**Description of the task**
Begin with the line that has "Note: one point per instance of the bus windshield glass, never". Give it and every line after it again, exactly, through the end of the entries below.

(Task data begins)

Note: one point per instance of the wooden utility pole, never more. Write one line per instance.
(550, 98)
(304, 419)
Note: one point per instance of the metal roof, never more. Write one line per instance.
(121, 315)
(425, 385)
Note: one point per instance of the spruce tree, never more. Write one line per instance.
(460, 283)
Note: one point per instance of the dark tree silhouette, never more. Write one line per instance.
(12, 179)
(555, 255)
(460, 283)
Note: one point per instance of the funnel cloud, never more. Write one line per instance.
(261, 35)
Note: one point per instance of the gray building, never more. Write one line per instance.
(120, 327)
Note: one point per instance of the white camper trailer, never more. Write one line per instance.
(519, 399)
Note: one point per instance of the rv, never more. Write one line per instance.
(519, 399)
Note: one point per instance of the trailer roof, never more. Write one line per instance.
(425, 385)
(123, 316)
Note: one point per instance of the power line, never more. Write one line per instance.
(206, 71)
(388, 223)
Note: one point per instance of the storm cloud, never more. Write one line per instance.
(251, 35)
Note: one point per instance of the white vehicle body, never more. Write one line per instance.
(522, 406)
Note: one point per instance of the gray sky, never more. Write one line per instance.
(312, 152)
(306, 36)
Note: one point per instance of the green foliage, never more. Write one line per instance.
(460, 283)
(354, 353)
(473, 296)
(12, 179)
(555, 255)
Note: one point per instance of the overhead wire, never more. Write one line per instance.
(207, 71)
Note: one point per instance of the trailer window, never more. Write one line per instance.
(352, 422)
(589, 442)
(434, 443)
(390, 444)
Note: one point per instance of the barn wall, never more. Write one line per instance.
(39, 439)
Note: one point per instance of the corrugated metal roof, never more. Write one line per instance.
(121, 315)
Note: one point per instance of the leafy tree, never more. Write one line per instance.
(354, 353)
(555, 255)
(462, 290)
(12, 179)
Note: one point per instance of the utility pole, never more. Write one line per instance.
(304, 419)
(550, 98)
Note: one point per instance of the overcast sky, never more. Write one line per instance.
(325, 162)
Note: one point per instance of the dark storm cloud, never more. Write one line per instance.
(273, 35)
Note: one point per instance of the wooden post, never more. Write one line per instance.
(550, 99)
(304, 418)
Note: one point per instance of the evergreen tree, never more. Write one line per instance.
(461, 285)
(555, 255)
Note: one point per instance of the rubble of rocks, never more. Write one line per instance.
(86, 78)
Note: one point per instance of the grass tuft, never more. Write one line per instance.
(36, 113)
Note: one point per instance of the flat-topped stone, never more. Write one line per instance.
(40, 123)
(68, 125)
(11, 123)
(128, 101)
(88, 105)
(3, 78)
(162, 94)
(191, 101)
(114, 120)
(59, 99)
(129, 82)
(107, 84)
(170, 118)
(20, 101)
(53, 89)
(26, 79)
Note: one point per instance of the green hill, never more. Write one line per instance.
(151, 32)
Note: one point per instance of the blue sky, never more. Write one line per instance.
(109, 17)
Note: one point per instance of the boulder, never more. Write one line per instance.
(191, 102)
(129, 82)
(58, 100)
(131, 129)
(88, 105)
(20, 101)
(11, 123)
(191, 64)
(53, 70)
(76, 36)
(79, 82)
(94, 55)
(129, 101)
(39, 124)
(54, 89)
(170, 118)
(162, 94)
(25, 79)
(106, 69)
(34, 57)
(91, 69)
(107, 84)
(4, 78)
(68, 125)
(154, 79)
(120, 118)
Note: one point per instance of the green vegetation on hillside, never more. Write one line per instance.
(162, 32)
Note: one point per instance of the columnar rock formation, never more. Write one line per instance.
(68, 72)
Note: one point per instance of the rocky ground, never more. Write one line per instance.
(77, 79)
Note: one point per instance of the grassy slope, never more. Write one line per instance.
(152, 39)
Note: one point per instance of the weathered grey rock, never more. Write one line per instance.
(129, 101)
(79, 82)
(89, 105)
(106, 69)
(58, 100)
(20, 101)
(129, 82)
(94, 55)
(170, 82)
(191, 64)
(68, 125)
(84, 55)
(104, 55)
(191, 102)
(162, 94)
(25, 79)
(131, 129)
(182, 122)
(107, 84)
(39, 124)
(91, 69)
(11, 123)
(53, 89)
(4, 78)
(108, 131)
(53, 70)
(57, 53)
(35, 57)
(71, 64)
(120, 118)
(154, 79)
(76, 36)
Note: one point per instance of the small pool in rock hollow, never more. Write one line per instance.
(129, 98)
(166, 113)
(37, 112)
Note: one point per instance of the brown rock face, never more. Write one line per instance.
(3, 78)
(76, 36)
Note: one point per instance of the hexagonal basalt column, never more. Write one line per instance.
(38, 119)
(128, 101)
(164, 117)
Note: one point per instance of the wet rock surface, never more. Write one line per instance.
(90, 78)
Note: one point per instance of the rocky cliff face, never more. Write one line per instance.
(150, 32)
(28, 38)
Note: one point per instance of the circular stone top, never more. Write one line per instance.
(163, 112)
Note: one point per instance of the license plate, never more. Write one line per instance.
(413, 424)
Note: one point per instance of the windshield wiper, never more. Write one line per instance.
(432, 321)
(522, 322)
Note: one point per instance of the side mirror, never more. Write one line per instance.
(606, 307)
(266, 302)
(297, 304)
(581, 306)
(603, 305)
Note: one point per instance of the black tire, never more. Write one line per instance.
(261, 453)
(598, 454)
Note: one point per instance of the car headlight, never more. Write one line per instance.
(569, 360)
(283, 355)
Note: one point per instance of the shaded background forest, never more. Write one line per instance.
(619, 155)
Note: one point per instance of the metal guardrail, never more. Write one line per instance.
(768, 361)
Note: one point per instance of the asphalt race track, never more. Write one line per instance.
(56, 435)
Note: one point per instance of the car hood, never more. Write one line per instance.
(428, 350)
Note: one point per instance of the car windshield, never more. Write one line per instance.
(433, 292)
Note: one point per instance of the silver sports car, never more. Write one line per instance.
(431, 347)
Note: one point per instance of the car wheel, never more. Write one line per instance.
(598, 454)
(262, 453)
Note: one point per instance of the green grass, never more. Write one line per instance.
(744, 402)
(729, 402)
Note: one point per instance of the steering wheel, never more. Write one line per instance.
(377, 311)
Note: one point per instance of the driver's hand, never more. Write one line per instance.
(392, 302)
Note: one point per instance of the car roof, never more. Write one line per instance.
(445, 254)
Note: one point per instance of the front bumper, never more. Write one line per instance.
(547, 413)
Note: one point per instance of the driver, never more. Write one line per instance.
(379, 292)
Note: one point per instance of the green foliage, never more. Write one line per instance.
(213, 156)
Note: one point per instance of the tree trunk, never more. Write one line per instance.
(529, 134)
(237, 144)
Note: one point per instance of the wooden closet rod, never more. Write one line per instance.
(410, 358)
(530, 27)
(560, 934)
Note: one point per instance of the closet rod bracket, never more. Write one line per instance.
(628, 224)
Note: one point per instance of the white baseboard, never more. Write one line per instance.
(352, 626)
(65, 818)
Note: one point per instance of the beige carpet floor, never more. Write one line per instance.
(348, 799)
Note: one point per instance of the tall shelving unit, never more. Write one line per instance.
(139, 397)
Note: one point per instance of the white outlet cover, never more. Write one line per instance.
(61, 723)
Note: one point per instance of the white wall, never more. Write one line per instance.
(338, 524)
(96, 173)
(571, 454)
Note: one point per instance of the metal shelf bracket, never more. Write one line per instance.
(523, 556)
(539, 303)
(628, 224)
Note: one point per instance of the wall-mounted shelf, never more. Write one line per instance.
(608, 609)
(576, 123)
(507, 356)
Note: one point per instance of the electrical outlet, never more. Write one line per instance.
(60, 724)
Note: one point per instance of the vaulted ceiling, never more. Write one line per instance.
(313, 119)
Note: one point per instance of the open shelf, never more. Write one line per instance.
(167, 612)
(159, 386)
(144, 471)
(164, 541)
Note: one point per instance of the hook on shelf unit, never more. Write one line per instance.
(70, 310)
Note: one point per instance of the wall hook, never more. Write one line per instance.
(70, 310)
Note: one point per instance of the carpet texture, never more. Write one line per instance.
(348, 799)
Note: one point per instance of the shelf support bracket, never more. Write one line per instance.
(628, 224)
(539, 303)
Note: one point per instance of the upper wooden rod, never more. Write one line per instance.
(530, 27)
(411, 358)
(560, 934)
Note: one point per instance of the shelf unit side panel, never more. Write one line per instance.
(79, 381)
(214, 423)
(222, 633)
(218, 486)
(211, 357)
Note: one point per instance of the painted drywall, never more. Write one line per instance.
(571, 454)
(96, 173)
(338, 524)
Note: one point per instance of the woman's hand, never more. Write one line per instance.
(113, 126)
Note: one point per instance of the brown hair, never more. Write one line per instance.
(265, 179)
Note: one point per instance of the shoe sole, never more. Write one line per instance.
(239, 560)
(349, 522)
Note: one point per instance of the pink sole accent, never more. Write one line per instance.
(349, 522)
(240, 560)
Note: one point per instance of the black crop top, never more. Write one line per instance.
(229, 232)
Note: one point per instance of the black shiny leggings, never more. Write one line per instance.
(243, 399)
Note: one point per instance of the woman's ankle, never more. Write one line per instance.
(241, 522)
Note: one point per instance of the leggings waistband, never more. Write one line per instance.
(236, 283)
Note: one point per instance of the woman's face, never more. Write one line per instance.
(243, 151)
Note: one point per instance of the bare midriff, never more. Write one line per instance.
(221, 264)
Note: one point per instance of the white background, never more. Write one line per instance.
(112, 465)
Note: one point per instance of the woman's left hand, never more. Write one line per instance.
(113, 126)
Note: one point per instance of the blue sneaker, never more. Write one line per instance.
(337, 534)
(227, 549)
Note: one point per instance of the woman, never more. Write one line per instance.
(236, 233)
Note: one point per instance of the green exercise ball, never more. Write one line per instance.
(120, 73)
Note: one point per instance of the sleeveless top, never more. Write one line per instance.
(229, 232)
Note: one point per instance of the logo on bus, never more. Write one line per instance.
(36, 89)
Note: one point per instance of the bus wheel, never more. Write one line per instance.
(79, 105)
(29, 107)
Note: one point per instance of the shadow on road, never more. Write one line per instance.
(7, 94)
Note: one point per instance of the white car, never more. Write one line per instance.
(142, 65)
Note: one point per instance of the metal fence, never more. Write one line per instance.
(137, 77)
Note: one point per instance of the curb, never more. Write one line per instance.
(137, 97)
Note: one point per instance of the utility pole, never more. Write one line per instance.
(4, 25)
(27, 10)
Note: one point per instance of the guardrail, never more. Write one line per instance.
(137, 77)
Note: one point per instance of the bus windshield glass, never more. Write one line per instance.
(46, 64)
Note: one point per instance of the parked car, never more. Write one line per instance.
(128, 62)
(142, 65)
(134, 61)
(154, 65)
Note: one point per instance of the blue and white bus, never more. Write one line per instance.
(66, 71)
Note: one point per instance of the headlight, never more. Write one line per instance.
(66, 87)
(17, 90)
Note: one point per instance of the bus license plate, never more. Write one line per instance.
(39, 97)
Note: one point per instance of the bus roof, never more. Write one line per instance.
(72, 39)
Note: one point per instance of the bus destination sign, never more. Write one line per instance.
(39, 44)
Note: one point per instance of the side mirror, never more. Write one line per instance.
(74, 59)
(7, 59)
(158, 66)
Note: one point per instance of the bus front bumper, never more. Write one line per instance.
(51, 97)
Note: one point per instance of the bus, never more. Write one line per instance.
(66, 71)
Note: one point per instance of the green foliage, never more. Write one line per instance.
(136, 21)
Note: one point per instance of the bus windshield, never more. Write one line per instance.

(Task data ends)

**Finished task**
Note: one point per instance of the bus windshield glass, never more. Write one line per instance.
(46, 64)
Note: one point per instance of the parked car, never more. Write one line per instance.
(128, 62)
(142, 65)
(134, 61)
(154, 65)
Note: one point per instance of the blue and white bus, never more. Write one line per instance.
(66, 71)
Note: one point per instance of the headlight, never more. Write one line per instance.
(66, 87)
(17, 90)
Note: one point per instance of the bus license plate, never more. Write one line per instance.
(39, 97)
Note: one point per instance of the bus roof, never more. Write one line per instance.
(72, 39)
Note: one point per instance of the bus destination sign, never more. Write one line per instance.
(39, 44)
Note: one point per instance of the side mirror, never more. Write one line per instance.
(74, 59)
(7, 59)
(158, 66)
Note: one point per instance of the bus front bumper, never more. Write one line per instance.
(51, 97)
Note: one point per instance of the bus, never more. Write one line per instance.
(66, 71)
Note: one point per instance of the green foliage, never more. Write one line per instance.
(136, 21)
Note: one point per instance of the bus windshield, never more. Write one line per instance.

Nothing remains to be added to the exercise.